[Text block]
◆ ◆ ◆ ◆

Today I added some records to a zone and it made the AXFR size greater than one packet. At that point, the zone would no longer transfer from my hidden master to my slaves (everything is running 4.0.1).
Normally, all of the zone transfers are done over IPv6. The transfers did work when I tested them over IPv4, but I can't reliably use IPv4. My kludge was to break the zonefile up into several subzones, making each small enough to AXFR in a single packet.
I'm not sure how to document this other than showing you the "operation timed out: tcp" log entries and zonestatus output that shows the slaves are not getting the zone.
Have others run into this issue, or is this a known issue? The relevant terms appear to be too common or vague for an effective search engine query.
as you can read from archives of this list I raised this issue last
March 13, but I'm currently experiencing this issue.
After upgrading NSD version (from 4.0.1 to 4.0.3) and after applying
Wouter's suggestion (--disable-recvmmsg configure) nothing has changed.
So I asked VMWare for support because, in my scenario, it happens with
VMs inside a ESXi 5.5 cluster.
I'll come back to the list as soon as the case is solved.
FWIW, my affected systems are FreeBSD 9.1, 9.2 and 10.0. I'm using the available pkg packages. I can try installing from ports, but that will need to wait a few days.
After upgrading NSD version (from 4.0.1 to 4.0.3) and after applying
Wouter's suggestion (--disable-recvmmsg configure) nothing has changed.
Hello,
<may be incorrect>
as far as I learned on IPv6, fragmentation is not allowed anymore.

◆ ◆ ◆ ◆

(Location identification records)
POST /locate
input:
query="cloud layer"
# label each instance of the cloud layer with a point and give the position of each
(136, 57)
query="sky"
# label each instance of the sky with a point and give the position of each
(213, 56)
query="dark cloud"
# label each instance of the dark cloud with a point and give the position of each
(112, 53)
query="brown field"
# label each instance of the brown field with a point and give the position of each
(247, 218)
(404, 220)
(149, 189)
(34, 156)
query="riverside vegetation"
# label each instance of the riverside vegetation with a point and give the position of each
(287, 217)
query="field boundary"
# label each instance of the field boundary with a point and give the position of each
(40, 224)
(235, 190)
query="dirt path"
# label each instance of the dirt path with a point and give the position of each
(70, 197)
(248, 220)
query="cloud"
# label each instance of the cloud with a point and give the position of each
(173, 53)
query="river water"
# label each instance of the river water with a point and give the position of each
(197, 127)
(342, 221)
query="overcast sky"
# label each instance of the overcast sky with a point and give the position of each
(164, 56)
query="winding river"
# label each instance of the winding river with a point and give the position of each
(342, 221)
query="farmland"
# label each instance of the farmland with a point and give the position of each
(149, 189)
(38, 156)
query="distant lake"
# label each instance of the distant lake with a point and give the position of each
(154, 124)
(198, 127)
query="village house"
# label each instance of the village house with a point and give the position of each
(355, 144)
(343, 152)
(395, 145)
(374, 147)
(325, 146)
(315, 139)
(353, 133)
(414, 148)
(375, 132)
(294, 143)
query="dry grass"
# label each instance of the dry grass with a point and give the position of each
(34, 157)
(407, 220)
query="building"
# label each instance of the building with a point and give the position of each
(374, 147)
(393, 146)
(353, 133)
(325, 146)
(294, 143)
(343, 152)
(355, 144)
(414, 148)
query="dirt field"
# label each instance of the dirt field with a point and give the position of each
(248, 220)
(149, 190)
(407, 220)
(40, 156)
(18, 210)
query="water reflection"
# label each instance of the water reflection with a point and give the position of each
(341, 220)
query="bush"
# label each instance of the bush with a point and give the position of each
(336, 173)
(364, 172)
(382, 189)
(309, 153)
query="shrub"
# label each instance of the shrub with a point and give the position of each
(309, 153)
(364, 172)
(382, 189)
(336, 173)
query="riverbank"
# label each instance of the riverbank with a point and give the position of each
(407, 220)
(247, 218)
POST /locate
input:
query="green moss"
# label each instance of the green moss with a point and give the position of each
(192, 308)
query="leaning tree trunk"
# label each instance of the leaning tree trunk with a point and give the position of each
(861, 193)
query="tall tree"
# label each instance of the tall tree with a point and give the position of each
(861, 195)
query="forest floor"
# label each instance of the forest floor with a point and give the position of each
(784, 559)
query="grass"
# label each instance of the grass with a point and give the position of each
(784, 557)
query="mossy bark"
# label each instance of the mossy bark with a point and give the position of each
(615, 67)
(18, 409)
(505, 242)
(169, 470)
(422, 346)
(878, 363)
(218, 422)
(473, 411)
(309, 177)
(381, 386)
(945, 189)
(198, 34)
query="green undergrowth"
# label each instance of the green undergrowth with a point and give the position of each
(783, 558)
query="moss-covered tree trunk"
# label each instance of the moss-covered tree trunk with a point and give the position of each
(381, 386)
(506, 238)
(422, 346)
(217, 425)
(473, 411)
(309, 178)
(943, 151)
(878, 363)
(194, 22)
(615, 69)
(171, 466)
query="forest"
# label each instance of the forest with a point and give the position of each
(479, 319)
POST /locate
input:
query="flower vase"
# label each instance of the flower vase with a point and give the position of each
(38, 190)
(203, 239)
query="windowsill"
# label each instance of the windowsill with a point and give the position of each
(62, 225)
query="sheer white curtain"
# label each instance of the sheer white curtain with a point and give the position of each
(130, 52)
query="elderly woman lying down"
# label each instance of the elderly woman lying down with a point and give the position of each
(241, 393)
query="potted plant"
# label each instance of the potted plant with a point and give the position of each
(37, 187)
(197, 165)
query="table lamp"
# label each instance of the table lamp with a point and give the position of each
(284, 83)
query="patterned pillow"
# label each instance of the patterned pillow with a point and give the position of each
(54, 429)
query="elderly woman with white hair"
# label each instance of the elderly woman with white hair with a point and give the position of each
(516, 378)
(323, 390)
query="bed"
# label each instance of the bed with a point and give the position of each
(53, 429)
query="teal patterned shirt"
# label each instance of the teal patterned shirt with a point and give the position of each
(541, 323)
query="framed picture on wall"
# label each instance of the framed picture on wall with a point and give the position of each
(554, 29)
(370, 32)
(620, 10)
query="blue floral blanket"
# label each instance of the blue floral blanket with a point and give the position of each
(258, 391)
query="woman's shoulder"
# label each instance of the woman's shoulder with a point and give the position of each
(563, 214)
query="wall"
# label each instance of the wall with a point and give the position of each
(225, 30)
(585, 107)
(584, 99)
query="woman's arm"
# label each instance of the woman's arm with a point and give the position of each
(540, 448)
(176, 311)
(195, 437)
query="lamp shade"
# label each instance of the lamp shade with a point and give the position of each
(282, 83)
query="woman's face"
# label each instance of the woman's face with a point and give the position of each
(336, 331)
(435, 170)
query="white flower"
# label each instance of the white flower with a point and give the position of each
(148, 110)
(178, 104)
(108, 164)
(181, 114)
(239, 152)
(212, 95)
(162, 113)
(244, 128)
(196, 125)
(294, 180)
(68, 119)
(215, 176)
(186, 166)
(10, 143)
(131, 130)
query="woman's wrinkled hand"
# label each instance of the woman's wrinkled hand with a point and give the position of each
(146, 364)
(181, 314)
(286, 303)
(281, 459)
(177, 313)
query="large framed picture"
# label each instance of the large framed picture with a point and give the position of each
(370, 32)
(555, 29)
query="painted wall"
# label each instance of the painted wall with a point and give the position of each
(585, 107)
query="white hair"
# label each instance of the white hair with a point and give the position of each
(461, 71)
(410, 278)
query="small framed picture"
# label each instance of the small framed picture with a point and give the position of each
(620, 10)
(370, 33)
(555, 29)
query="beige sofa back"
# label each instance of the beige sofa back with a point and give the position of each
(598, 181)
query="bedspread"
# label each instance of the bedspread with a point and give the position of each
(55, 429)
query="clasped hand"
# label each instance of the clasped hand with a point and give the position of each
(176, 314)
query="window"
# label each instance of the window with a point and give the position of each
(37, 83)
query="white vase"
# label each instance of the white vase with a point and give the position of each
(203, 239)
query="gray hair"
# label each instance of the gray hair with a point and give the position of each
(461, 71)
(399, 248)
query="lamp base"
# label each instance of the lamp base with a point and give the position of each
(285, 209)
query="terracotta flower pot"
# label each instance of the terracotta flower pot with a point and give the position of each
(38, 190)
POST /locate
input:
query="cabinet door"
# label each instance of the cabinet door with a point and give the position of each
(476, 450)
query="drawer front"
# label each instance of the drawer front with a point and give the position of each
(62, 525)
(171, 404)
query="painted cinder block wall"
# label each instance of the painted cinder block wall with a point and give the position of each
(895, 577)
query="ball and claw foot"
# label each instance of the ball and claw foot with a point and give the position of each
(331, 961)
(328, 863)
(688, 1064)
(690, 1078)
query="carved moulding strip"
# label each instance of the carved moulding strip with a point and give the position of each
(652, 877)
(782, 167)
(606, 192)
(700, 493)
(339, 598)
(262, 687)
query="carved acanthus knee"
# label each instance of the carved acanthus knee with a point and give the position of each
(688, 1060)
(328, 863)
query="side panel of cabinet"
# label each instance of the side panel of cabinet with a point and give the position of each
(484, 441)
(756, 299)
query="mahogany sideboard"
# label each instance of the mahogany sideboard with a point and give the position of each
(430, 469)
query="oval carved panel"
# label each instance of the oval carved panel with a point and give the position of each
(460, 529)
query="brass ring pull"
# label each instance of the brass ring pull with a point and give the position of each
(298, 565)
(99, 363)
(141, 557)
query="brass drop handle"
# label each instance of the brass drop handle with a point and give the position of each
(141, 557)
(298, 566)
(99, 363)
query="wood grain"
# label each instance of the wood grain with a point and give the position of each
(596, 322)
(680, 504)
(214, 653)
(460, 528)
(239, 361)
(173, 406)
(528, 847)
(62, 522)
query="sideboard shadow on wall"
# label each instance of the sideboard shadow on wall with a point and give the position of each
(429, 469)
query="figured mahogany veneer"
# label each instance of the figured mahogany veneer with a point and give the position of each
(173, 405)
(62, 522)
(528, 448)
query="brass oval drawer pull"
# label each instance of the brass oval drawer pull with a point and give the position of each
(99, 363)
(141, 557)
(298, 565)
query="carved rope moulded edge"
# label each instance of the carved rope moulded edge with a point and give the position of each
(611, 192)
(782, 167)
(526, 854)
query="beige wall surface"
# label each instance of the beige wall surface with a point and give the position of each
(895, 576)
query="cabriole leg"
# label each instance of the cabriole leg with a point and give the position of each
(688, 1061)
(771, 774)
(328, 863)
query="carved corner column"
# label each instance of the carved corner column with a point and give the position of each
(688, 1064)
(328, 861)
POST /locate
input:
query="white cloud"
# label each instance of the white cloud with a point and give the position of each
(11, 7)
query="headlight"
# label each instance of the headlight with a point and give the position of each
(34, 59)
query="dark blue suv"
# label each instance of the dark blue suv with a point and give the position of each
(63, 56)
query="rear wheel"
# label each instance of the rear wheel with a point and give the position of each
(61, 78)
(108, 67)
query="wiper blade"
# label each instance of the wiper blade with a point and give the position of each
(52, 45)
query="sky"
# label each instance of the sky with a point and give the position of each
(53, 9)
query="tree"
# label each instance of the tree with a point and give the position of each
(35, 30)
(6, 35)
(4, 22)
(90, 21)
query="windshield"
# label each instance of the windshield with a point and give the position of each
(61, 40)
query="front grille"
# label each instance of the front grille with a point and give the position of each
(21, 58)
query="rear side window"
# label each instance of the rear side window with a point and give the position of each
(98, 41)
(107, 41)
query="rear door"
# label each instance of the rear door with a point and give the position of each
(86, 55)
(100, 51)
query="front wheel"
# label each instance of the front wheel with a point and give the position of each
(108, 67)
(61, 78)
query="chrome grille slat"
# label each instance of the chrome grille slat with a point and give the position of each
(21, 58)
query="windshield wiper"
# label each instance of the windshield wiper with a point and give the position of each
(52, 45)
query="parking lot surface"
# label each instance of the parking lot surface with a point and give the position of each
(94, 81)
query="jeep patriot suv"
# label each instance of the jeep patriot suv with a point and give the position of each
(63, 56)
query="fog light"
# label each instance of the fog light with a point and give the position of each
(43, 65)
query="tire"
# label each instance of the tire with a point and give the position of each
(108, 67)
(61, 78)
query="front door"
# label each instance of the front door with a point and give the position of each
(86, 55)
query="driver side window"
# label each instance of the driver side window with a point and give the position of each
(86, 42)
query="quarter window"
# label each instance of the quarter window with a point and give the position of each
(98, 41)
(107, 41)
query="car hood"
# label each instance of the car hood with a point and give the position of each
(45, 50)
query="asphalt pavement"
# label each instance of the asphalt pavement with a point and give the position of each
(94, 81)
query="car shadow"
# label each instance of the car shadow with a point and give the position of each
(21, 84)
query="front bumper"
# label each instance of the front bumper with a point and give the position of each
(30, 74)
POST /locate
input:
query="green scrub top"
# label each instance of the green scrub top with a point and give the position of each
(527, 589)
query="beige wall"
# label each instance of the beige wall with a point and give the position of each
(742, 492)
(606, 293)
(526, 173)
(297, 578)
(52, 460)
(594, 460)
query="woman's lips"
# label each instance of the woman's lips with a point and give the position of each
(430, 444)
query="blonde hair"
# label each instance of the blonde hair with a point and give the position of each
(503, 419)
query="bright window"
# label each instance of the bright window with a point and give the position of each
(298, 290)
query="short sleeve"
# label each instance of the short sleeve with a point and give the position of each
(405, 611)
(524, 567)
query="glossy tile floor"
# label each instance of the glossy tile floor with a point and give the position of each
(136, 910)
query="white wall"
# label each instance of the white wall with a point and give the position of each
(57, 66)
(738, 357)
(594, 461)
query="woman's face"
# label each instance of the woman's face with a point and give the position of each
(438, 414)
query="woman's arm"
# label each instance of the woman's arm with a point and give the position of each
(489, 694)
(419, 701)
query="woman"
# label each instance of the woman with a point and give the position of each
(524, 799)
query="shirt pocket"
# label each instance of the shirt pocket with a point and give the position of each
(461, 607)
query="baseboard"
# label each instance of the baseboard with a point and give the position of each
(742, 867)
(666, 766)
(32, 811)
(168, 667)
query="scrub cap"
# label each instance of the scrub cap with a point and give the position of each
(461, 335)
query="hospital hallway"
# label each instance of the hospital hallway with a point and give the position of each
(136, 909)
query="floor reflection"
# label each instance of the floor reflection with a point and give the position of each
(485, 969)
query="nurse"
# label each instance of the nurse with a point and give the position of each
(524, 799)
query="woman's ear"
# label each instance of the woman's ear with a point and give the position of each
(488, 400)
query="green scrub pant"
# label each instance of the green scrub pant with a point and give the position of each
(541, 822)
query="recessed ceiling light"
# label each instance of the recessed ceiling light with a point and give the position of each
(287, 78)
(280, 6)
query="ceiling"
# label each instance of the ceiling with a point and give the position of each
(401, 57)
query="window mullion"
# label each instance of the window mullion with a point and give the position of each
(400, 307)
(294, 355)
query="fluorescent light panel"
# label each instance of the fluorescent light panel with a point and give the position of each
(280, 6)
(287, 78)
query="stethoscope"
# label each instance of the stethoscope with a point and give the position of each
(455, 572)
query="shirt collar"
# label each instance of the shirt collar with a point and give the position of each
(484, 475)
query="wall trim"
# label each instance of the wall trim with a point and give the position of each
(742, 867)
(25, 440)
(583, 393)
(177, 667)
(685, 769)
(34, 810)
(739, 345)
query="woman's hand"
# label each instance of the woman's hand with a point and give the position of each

◆ ◆ ◆ ◆

[Exercise requirements]
**a.** Answer these questions from the zone transfer thread:
(i) Which version was everything running when the first poster's transfers stopped working?
(ii) Which configure option did Wouter suggest?
(iii) Which FreeBSD versions are listed as affected?
**b.** Print the zone transfer thread between "as you can read" and "a few days.", inclusive.
**c.** Decide whether each statement agrees with the zone transfer thread, answering yes or no and quoting the words that settle it:
(i) The transfers worked when tested over IPv4.
(ii) Upgrading NSD to 4.0.3 solved the problem.
(iii) The affected VMs run inside an ESXi 5.5 cluster.
Rely only on the zone transfer thread for your answers.

[Solutions]
**a.**
(i) 4.0.1
(ii) --disable-recvmmsg
(iii) 9.1, 9.2 and 10.0

**b.**
as you can read from archives of this list I raised this issue last
March 13, but I'm currently experiencing this issue.
After upgrading NSD version (from 4.0.1 to 4.0.3) and after applying
Wouter's suggestion (--disable-recvmmsg configure) nothing has changed.
So I asked VMWare for support because, in my scenario, it happens with
VMs inside a ESXi 5.5 cluster.
I'll come back to the list as soon as the case is solved.
FWIW, my affected systems are FreeBSD 9.1, 9.2 and 10.0. I'm using the available pkg packages. I can try installing from ports, but that will need to wait a few days.

**c.**
(i) Yes: "The transfers did work when I tested them over IPv4"
(ii) No: "nothing has changed"
(iii) Yes: "VMs inside a ESXi 5.5 cluster"